- What you should do -
Return every line of the records below that contains the string "surface".

- Dataset rows -
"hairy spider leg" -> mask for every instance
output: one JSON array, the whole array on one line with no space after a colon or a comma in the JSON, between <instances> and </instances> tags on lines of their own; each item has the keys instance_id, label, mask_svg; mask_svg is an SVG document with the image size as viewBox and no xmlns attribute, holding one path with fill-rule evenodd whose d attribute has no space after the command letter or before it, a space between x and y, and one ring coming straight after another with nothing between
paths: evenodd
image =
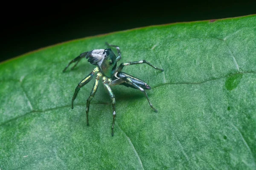
<instances>
[{"instance_id":1,"label":"hairy spider leg","mask_svg":"<svg viewBox=\"0 0 256 170\"><path fill-rule=\"evenodd\" d=\"M75 68L75 67L76 67L76 65L77 65L77 64L78 64L79 62L80 61L80 60L81 60L82 58L85 57L85 56L86 56L86 55L88 54L88 52L89 51L84 52L80 54L79 56L78 56L76 57L74 59L72 60L68 63L68 64L66 66L66 67L65 68L64 68L64 69L63 70L63 71L62 71L64 72L70 64L71 64L73 62L76 62L76 63L75 64L75 65L74 65L74 66L71 68L71 70L73 69L74 68Z\"/></svg>"},{"instance_id":2,"label":"hairy spider leg","mask_svg":"<svg viewBox=\"0 0 256 170\"><path fill-rule=\"evenodd\" d=\"M107 90L107 91L108 93L108 94L110 96L112 100L113 111L113 122L112 123L112 127L111 128L111 135L112 136L114 136L114 125L115 125L115 119L116 119L116 100L115 99L115 95L113 94L112 90L111 90L110 86L108 83L108 82L111 82L110 79L108 79L106 76L104 76L103 78L102 78L102 82L104 85L104 87L106 90Z\"/></svg>"},{"instance_id":3,"label":"hairy spider leg","mask_svg":"<svg viewBox=\"0 0 256 170\"><path fill-rule=\"evenodd\" d=\"M120 48L119 48L119 46L118 46L117 45L112 45L111 44L109 44L107 42L106 42L106 44L107 44L110 47L115 47L116 48L116 51L117 51L117 53L118 53L118 56L116 57L116 61L118 61L120 60L122 58L122 56L121 55L121 51L120 51Z\"/></svg>"},{"instance_id":4,"label":"hairy spider leg","mask_svg":"<svg viewBox=\"0 0 256 170\"><path fill-rule=\"evenodd\" d=\"M86 119L87 120L87 126L89 126L89 119L88 118L88 113L89 113L89 109L90 108L90 102L91 101L91 100L92 100L92 99L93 99L93 98L94 96L95 93L96 93L96 91L97 91L97 89L98 89L99 79L102 76L102 73L98 73L97 74L96 78L95 79L95 82L94 82L94 85L93 85L93 89L92 90L92 92L90 93L90 96L87 99L87 103L86 103Z\"/></svg>"},{"instance_id":5,"label":"hairy spider leg","mask_svg":"<svg viewBox=\"0 0 256 170\"><path fill-rule=\"evenodd\" d=\"M73 95L73 97L72 98L72 106L71 108L72 109L74 108L73 102L74 100L76 98L77 96L77 94L78 94L78 92L80 90L81 88L88 83L89 82L90 82L92 79L94 75L95 75L95 73L99 72L99 69L98 67L94 68L93 71L91 72L91 73L89 74L88 76L85 77L85 78L83 79L82 81L80 82L76 86L76 90L75 90L75 93L74 93L74 95Z\"/></svg>"},{"instance_id":6,"label":"hairy spider leg","mask_svg":"<svg viewBox=\"0 0 256 170\"><path fill-rule=\"evenodd\" d=\"M151 64L150 64L149 62L147 62L146 60L140 60L139 61L134 61L133 62L123 62L120 64L120 65L118 66L116 70L116 72L121 71L122 70L123 68L125 65L133 65L134 64L143 64L143 63L146 63L150 65L151 67L153 68L156 69L157 70L160 70L161 71L163 71L163 69L161 68L158 68L154 66Z\"/></svg>"},{"instance_id":7,"label":"hairy spider leg","mask_svg":"<svg viewBox=\"0 0 256 170\"><path fill-rule=\"evenodd\" d=\"M112 81L112 82L110 84L110 85L114 86L114 85L119 85L119 84L122 84L124 82L129 84L129 85L133 86L136 88L138 90L139 90L140 91L143 93L145 95L145 96L147 98L147 99L148 99L148 103L149 103L149 105L150 105L150 107L151 107L151 108L152 108L152 109L153 109L153 110L154 110L155 112L157 112L157 109L156 109L155 108L154 108L154 107L153 107L153 105L152 105L151 102L150 102L150 100L149 100L149 99L148 99L148 94L147 94L147 93L146 93L146 91L145 91L145 90L143 89L143 88L141 88L140 87L137 85L136 82L133 82L133 81L131 79L129 79L129 77L122 77L122 78L119 78L118 79L116 79L115 80L113 80Z\"/></svg>"}]
</instances>

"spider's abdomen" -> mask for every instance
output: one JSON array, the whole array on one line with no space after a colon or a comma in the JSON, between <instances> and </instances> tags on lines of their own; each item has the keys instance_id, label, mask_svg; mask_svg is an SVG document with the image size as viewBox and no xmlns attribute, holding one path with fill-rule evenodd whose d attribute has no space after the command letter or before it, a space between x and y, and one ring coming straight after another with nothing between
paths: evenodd
<instances>
[{"instance_id":1,"label":"spider's abdomen","mask_svg":"<svg viewBox=\"0 0 256 170\"><path fill-rule=\"evenodd\" d=\"M133 83L136 84L138 86L140 86L143 89L148 90L150 89L151 88L145 82L143 82L141 79L138 79L137 78L134 77L130 74L128 74L127 73L123 72L118 72L115 74L113 76L113 79L117 79L126 77L129 79L131 79ZM130 87L133 88L135 88L134 86L132 86L131 85L127 83L126 82L123 82L120 84L120 85L125 85L126 87Z\"/></svg>"}]
</instances>

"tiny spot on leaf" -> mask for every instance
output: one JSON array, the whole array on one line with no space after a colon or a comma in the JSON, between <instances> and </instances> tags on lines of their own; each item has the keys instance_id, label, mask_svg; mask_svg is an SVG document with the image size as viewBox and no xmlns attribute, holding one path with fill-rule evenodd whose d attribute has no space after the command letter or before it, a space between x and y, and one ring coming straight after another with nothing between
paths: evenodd
<instances>
[{"instance_id":1,"label":"tiny spot on leaf","mask_svg":"<svg viewBox=\"0 0 256 170\"><path fill-rule=\"evenodd\" d=\"M225 82L225 86L227 90L230 91L236 88L242 76L242 74L237 74L228 77Z\"/></svg>"}]
</instances>

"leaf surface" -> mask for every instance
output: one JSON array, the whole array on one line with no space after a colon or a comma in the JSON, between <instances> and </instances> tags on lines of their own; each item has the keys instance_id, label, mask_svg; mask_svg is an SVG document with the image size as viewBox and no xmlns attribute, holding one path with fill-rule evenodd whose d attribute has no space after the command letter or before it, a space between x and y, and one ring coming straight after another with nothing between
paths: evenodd
<instances>
[{"instance_id":1,"label":"leaf surface","mask_svg":"<svg viewBox=\"0 0 256 170\"><path fill-rule=\"evenodd\" d=\"M256 16L157 26L75 40L0 65L1 169L256 169ZM112 106L83 52L119 46L123 71L147 82L144 95L113 87Z\"/></svg>"}]
</instances>

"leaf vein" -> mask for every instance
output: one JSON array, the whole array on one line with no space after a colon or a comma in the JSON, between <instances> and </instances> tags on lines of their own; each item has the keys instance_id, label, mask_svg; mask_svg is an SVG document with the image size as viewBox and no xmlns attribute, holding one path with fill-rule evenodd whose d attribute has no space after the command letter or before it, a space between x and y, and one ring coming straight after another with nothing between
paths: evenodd
<instances>
[{"instance_id":1,"label":"leaf vein","mask_svg":"<svg viewBox=\"0 0 256 170\"><path fill-rule=\"evenodd\" d=\"M242 133L241 133L240 131L240 130L239 130L239 129L238 129L237 128L236 128L236 127L233 123L231 122L231 123L230 123L230 124L231 124L231 125L235 129L235 130L236 131L237 131L237 132L238 132L238 133L239 133L239 135L240 136L241 138L242 139L242 140L243 141L243 142L244 142L244 145L245 145L245 146L248 149L248 150L249 151L249 152L250 152L250 155L252 156L252 157L253 158L253 167L256 167L256 164L255 163L255 159L254 159L254 157L253 157L253 153L252 153L252 151L251 151L250 147L249 147L249 145L247 144L247 142L246 142L246 141L244 139L244 136L243 136L243 135L242 134Z\"/></svg>"},{"instance_id":2,"label":"leaf vein","mask_svg":"<svg viewBox=\"0 0 256 170\"><path fill-rule=\"evenodd\" d=\"M130 138L129 138L129 137L128 137L128 136L127 136L127 135L126 135L126 133L125 133L125 132L121 128L121 127L116 123L117 122L116 122L116 124L117 125L117 126L118 126L119 127L119 128L121 130L121 131L125 134L125 137L127 139L127 140L128 140L128 142L129 142L129 143L130 144L131 146L132 150L134 151L134 153L135 154L135 155L136 156L136 157L138 159L138 160L139 161L139 163L140 163L140 164L141 166L141 167L142 168L142 169L144 170L144 167L143 166L143 164L142 164L142 162L141 162L141 160L140 159L140 156L138 154L138 153L137 152L137 151L136 150L136 149L135 149L135 148L134 147L134 146L133 144L132 144L132 142L131 141L131 139L130 139Z\"/></svg>"}]
</instances>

- Solution for this exercise -
"leaf surface" -> mask for every instance
[{"instance_id":1,"label":"leaf surface","mask_svg":"<svg viewBox=\"0 0 256 170\"><path fill-rule=\"evenodd\" d=\"M256 16L157 26L75 40L0 65L1 169L256 169ZM112 106L83 52L119 46L123 71L147 82L144 95L113 87Z\"/></svg>"}]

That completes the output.